## PAGE EXCERPT
Management’s Professor John Mathieu, and Protégé, Recognized for Exceptionally High-Quality Research

John Mathieu (Nathan Oldham/UConn School of Business)
John Mathieu (Nathan Oldham/UConn School of Business)

UConn management professor John Mathieu has received the Academy of Management’s RMD Distinguished Career Award, recognizing his high-quality research and methodology expertise.

Additionally, one of his former students, UConn alumna Margaret Luciano ’15 Ph.D., now an associate professor of management at Pennsylvania State University, won a similar academy award as an early-career researcher.

Margaret Luciano '15 Ph.D. (Photo Coutesy of Penn State)
Margaret Luciano ’15 Ph.D. (Photo Coutesy of Penn State)

“These awards are a testament to the highly respected research we do at UConn,” Mathieu said. “Scientific research has to be done well or it is of no value at all. We set a very high standard.”

Mathieu is a Board of Trustees Distinguished Professor at UConn, the highest honor that the university bestows on faculty. He has repeatedly been recognized with lifetime achievement awards for his work in the field of leadership and organizational management. His groundbreaking research on team dynamics, for example, has been used by NASA to prepare astronauts to reduce conflict during long trips, such as a future journey to Mars.

As a UConn doctoral candidate, Luciano’s dissertation addressed the dynamics of cross-unit coordination of patient “handoffs” in a busy hospital setting. She won multiple awards while she was a student, was inducted into the School of Business Hall of Fame in 2015. Subsequently, she has also collaborated and mentored other UConn Ph.D. students in the organizational behavior field.

## INSTRUCTIONS TO FOLLOW
Summarize the article about the research awards in two sentences. You can complete the work from the article alone, without consulting the data.

## INFORMATION PROVIDED
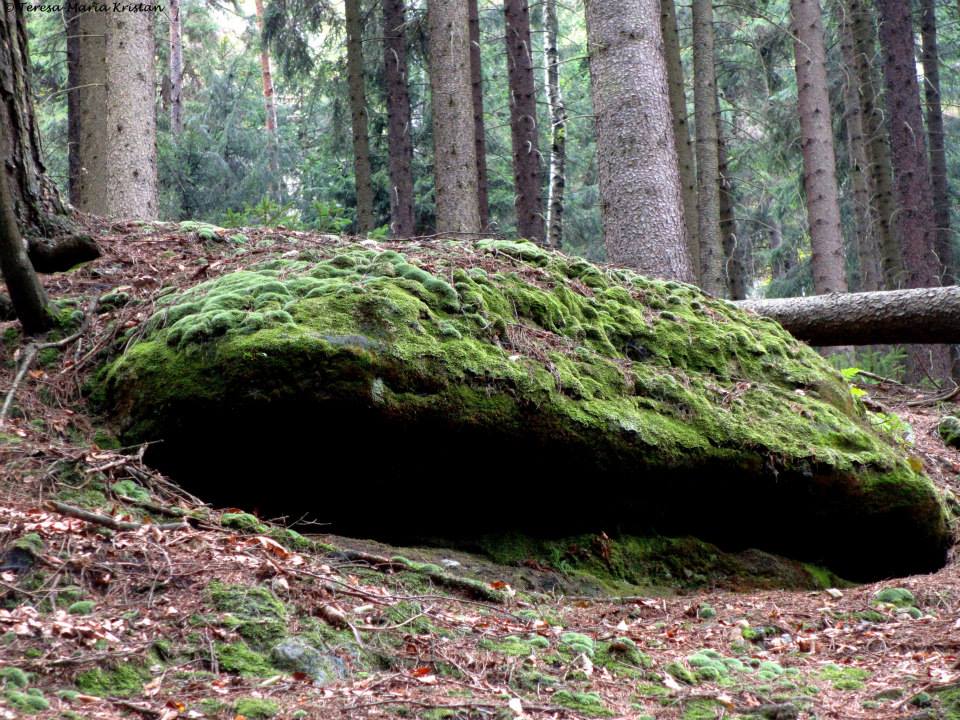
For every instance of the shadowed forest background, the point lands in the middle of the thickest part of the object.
(216, 170)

## SOLUTION TO THE PROBLEM
UConn management professor John Mathieu received the Academy of Management's RMD Distinguished Career Award for his high-quality research and methodology expertise. His former student Margaret Luciano, now an associate professor of management at Pennsylvania State University, won a similar academy award as an early-career researcher.